> [Sayfa Alıntısı]
Sevgili okuyucular,

Ülkemiz Türkiye seçim sathına bir fiil olarak girmiştir. 7 Haziran 2015 genel parlamento seçimlerine sayılı günler kaldı. Türkiye ve bölge coğrafyamızda yaşayan halklarımız, yerküre’nin insanlıkla, demokrasi ile buluşmak isteyen onurlu insanları, Türkiye seçimlerinden dolayı önemli derecede beklenti içine girmiştir.

Seçimlerin ‘hilekârlıklarla’, ‘sahtekârlıklarla’ ‘oy hırsızlıklarıyla’ , 'provokasyonlarla’, ‘savaş çığırtkanlıklarına’ sarılarak toplumu sindirme, ‘girişimlerinin’ at başı gideceği bir süreçten geçeceği gerçeği ile karşı-karşıyayız.

Türkiye 25. Dönem TBMM yenilenmesi, genel parlamento seçimleri, coğrafyamızda esen demokrasi rüzgârını arkasına alan, insanlığın geleceği için, projeler ortaya koyan güçlerle, coğrafyamızı, ülkemizi Ortadoğu bataklığında, örselenerek bir ‘maceraya’ sürüklemek isteyen güçler, yeşil sermaye gruplarının kar hırslarına kapılanlar arasında, olanca hızıyla devam etmektedir.

Bir veri kümesinden satırlar
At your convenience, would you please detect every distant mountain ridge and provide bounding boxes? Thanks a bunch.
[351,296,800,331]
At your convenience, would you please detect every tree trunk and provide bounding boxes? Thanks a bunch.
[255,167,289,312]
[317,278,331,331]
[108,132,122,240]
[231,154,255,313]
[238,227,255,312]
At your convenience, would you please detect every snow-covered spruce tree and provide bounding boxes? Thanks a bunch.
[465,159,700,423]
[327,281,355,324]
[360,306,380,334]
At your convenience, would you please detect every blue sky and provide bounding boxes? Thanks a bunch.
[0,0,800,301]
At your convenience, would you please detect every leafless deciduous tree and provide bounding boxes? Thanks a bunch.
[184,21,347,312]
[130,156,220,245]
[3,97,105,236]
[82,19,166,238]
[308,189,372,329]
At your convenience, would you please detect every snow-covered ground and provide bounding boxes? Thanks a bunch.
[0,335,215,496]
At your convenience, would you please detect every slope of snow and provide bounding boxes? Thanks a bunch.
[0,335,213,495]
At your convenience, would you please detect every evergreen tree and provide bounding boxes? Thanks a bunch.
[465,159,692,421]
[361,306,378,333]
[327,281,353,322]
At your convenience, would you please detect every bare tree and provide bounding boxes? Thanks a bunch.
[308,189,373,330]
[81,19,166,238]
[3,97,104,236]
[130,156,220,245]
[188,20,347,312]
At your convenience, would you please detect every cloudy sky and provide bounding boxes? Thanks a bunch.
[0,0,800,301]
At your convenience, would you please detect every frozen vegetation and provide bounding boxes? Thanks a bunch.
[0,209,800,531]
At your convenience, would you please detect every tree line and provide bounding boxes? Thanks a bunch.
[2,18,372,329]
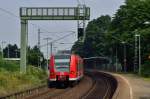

> [Görevler]
a) Seçimlerle ilgili yazıya göre genel parlamento seçimleri hangi tarihte yapılacak?
b) Seçimlerle ilgili yazının "Ülkemiz Türkiye seçim" sözlerinden başlayıp "beklenti içine girmiştir." sözlerine kadar, bu sözler de dahil olmak üzere, olan bölümünü hiç değiştirmeden yeniden yazar mısın?
Girdilerin bu işle hiçbir ilgisi yok.

> [Görev Sonuçları]
a) 7 Haziran 2015'te.

b)
Ülkemiz Türkiye seçim sathına bir fiil olarak girmiştir. 7 Haziran 2015 genel parlamento seçimlerine sayılı günler kaldı. Türkiye ve bölge coğrafyamızda yaşayan halklarımız, yerküre’nin insanlıkla, demokrasi ile buluşmak isteyen onurlu insanları, Türkiye seçimlerinden dolayı önemli derecede beklenti içine girmiştir.